• Trecho da página
***
Não há como fugir: o que realmente diferencia Israel é ódio que recebe. Israel se destaca não pelo que faz, mas pela maneira como descrevem o que faz: estranho, sangrento, vingativo, nocivo, genocida, uma “gangue de criminosos doutrinados por uma ideologia que desumaniza crianças”, como descreveu o escritor da Al-Jazeera semanas atrás. Vamos lá. Pode dizer. Eles são fascistas. As vítimas do fascismo agora praticam fascismo. Esse é o sentimento por trás de boa parte desse foco míope em Israel: os judeus agora estão fazendo aos outros o que outros já fizeram a eles. Embora, na verdade, não estejam. Embora eles não estejam fazendo nada que se pareça mesmo que remotamente com os esforços nazistas para eliminar judeus. E, mesmo assim, nas manifestações contra Israel, os cartazes comparam Gaza ao Gueto de Varsóvia; as pessoas imploram que os judeus relembrem seu próprio sofrimento e carregam bandeiras israelenses com desenhos de suásticas. Isso não é ser anti-imperialista; é ser antijudaico. Dizer que os judeus ou o Estado Judaico representam um novo nazismo é a pior ofensa de todas, e quem fala isso sabe que é a pior ofensa de todas.

O tratamento de Israel como particularmente colonialista, como um exemplo de racismo, como responsável pelos tipos de crime contra a humanidade que achávamos ter deixado nos momentos mais sombrios do século XX, realmente capta o que move a atual fúria intensamente dedicada essa nação sobre todas as outras: Israel tornou-se o saco de pancadas daqueles que se sentem envergonhados ou desconfortáveis com os excessos políticos e militares cometidos por suas próprias nações no passado e que agora expressam essa vergonha e esse desconforto vociferando contra o que consideram, hiperbolicamente, ser uma expressão remanescente daquele passado: Israel e a maneira como trata os palestinos. Eles atribuem todos os horrores do passado a Israel, e por isso o denunciam como ideológico, racista, imperialista e até genocida – para eles, e graças à sua campanha, Israel passou a simbolizar os crimes do passado. Assim, quando 18 palestinos são mortos, não é apenas uma tragédia, não é apenas um excesso, e certamente não é apenas algo que exige uma discussão séria e ponderada, inclusive sobre o papel do Hamas na organização desses protestos para alimentar a compaixão internacional pela vitimização palestina. Não. É um ato que nos lembra de toda a história de colonialismo, chauvinismo racial, campos de concentração e genocídio, porque é isso que Israel agora lembra as pessoas; elas projetam sua culpa pós-colonial e seu ceticismo em relação ao projeto ocidental nesse pequeno Estado do Oriente Médio.
***
• Linhas fornecidas

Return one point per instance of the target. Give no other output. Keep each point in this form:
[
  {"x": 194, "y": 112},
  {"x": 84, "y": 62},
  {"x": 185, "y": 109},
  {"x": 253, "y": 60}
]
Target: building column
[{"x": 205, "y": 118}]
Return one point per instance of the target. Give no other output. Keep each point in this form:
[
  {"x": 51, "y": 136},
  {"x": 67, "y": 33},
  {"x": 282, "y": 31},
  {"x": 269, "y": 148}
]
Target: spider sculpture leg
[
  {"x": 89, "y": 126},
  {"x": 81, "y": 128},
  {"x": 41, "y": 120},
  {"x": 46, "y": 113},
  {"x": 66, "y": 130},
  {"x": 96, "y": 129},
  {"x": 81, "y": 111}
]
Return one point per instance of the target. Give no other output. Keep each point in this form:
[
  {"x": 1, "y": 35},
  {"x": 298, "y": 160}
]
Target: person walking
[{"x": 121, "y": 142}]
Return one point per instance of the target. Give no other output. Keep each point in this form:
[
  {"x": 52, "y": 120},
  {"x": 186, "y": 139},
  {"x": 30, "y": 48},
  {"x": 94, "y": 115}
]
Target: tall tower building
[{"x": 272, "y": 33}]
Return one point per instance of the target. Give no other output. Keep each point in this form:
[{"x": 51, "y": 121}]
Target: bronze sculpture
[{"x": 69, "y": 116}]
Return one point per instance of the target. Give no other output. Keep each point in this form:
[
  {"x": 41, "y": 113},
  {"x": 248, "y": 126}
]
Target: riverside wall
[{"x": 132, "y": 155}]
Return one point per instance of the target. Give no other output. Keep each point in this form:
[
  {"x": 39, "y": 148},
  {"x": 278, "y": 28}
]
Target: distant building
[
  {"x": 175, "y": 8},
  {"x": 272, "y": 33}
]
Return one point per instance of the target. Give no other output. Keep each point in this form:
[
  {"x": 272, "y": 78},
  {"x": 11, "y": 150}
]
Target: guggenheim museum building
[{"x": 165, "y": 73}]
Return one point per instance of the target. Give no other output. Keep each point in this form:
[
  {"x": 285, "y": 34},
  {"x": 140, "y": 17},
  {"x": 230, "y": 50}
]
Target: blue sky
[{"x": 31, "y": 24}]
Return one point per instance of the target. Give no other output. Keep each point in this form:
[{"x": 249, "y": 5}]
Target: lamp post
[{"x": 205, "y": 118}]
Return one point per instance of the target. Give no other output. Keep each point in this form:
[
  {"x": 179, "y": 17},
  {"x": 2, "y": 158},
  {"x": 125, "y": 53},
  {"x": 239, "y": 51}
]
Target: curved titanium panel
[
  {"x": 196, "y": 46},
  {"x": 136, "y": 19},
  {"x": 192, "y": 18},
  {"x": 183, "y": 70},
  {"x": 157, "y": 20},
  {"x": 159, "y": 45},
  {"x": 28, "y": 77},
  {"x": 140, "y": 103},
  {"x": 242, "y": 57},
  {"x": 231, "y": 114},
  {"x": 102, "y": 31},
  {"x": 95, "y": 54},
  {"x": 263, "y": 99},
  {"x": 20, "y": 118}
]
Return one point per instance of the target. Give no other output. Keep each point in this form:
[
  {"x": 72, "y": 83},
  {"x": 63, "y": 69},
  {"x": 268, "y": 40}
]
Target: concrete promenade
***
• Instruções
[a] No trecho sobre Israel, com o que os cartazes das manifestações contra Israel comparam Gaza?
[b] Retome o trecho sobre Israel a partir do ponto em que ele termina.

• Respostas
[a] Com o Gueto de Varsóvia.

[b]
A raiva contra Israel é, na verdade, mais terapêutica do que política. Não se trata de querer abordar seriamente a realidade da vida e do conflito no Oriente Médio, mas de querer suprir as necessidades mesquinhas de observadores e ativistas ocidentais de ter uma entidade para espumar seu ódio e dar vazão à sua própria desorientação histórica e política. Mas o impacto dessa raiva terapêutica, dessa espécie de terapia primal contra Israel, é desastroso. Ele contribui para a crescente ideia conspirativa de que certas pessoas, e você sabe quem, têm uma influência particularmente nociva sobre as questões internacionais, a vida política e a segurança cotidiana. “Não é antissemitismo criticar Israel”, dizem os observadores. E eles estão absolutamente certos. Toda nação deve estar sujeita a críticas e protestos. Mas se você critica apenas Israel, ou se critica Israel de maneira desproporcional em relação a qualquer outro Estado, e se sua crítica a Israel é carregada de referências ao Holocausto e expressões como “sangria”, e se você boicota Israel mas nenhuma outra nação, e se você promove as fantasias obscuras da extrema-direita, dos islâmicos e dos teóricos da conspiração ao ficarem se preocupando com um lobby israelense superpoderoso, e se a visão de um violinista israelense é demais para o seu estômago, sinto muito, mas essas são as principais características do antissemitismo.

Brendan O’Neill é jornalista, editor da Spiked e colunista da Spectator.